## START SOURCE DATA

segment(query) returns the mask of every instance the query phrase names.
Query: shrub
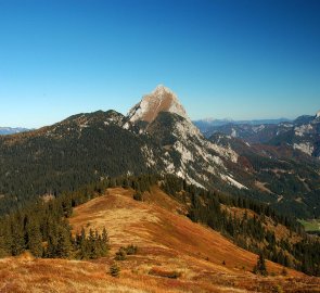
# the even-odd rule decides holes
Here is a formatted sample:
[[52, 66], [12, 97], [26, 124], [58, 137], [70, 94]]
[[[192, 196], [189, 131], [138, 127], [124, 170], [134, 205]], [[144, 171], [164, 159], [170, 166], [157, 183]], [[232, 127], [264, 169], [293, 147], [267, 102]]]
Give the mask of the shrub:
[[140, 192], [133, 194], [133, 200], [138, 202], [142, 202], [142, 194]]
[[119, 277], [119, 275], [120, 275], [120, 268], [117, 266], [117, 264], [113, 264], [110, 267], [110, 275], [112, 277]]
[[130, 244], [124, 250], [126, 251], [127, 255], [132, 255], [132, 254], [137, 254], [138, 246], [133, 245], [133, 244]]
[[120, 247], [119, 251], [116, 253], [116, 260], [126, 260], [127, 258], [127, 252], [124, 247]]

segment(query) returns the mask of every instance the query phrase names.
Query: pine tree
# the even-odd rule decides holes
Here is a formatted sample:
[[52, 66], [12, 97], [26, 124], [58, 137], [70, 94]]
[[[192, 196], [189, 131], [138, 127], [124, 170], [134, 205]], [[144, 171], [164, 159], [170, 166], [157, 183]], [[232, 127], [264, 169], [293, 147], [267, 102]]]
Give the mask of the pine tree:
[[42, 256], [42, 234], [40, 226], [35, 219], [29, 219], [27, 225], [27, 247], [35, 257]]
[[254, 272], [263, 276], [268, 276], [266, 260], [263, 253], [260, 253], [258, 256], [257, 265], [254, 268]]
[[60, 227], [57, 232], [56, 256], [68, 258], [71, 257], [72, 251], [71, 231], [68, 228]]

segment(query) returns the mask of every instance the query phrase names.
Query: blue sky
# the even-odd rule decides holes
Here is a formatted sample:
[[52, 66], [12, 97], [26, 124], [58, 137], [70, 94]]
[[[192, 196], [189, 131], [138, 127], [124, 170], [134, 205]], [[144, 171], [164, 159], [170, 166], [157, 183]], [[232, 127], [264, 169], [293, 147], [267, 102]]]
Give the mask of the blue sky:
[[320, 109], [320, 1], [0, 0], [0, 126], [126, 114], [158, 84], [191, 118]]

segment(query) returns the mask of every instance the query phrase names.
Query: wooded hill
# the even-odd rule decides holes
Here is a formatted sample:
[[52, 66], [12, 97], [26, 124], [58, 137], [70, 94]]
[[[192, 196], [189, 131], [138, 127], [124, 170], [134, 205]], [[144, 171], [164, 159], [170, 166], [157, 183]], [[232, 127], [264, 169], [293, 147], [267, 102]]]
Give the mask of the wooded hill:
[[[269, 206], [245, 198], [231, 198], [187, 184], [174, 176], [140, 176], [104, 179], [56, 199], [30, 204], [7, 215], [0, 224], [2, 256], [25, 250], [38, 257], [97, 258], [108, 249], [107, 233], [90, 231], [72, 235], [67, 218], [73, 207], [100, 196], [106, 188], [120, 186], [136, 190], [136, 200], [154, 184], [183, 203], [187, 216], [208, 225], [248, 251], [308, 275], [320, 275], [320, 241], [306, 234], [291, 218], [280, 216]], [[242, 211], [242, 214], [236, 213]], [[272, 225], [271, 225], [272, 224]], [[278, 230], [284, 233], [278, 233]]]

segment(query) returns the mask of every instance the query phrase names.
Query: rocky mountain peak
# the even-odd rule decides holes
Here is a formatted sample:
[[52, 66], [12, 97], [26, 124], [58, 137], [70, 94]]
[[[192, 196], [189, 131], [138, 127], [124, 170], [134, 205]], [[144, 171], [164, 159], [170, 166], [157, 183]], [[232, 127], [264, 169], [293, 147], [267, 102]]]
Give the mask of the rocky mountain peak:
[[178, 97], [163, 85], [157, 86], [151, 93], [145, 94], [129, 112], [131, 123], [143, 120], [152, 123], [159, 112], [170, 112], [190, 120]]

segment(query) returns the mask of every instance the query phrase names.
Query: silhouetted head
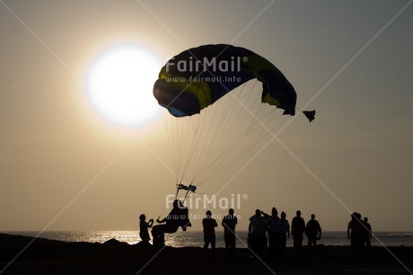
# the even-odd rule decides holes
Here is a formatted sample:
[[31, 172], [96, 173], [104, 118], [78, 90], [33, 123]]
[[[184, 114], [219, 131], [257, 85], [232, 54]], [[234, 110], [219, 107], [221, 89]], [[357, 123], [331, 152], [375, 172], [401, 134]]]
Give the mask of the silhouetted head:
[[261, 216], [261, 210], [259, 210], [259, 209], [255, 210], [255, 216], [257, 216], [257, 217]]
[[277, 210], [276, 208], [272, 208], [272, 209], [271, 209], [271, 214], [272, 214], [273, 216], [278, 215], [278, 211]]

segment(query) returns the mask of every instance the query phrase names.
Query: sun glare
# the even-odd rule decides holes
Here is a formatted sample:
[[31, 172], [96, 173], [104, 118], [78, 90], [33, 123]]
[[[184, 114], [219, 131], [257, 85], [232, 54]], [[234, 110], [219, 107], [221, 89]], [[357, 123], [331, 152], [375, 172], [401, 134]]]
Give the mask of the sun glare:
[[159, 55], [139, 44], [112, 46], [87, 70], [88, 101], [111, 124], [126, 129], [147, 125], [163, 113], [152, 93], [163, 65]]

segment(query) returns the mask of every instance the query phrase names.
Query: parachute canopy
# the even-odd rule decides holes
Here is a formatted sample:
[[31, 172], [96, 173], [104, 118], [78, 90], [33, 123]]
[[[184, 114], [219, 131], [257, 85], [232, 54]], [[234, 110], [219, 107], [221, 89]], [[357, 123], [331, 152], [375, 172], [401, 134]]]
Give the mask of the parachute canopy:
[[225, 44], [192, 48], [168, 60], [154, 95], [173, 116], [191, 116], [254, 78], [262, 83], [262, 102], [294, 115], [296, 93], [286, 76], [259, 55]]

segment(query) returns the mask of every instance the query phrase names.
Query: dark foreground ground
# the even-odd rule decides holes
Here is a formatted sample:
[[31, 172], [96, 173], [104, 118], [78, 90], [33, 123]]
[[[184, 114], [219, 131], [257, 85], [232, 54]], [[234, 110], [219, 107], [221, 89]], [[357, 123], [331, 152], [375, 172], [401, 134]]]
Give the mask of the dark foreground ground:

## END SOURCE DATA

Can you reproduce the data word for word, from its first line through the line containing "231], [68, 228]]" (that line included), leaving out the pictures?

SOLUTION TO THIS EXERCISE
segment(query) returns the mask of every instance the query phrase names.
Query: shrub
# the even-odd rule decides holes
Here is a formatted sample:
[[52, 66], [12, 97], [26, 124], [58, 137], [70, 94]]
[[[192, 196], [189, 131], [138, 127], [124, 170], [134, 205]], [[144, 171], [164, 159], [170, 166], [157, 183]], [[232, 127], [264, 169], [293, 147], [267, 102]]]
Give the mask of the shrub:
[[140, 192], [133, 194], [133, 200], [138, 202], [142, 202], [142, 194]]
[[119, 277], [119, 275], [120, 275], [120, 268], [117, 266], [117, 264], [113, 264], [110, 267], [110, 275], [112, 277]]
[[130, 244], [124, 250], [126, 251], [127, 255], [132, 255], [132, 254], [137, 254], [138, 246], [133, 245], [133, 244]]
[[120, 247], [119, 251], [116, 253], [116, 260], [126, 260], [127, 258], [127, 252], [124, 247]]

segment(query) returns the mask of every instance the query phrase names.
Query: pine tree
# the even-odd rule decides holes
Here is a formatted sample:
[[52, 66], [12, 97], [26, 124], [58, 137], [70, 94]]
[[[192, 196], [189, 131], [138, 127], [124, 170], [134, 205]], [[144, 171], [164, 159], [170, 166], [157, 183]], [[232, 127], [264, 169], [293, 147], [267, 102]]]
Give the mask of the pine tree:
[[42, 256], [42, 234], [40, 226], [35, 219], [29, 219], [27, 225], [27, 247], [35, 257]]
[[254, 272], [263, 276], [268, 276], [266, 260], [263, 253], [260, 253], [258, 256], [257, 265], [254, 268]]
[[60, 227], [57, 232], [56, 256], [68, 258], [71, 257], [72, 251], [71, 231], [68, 228]]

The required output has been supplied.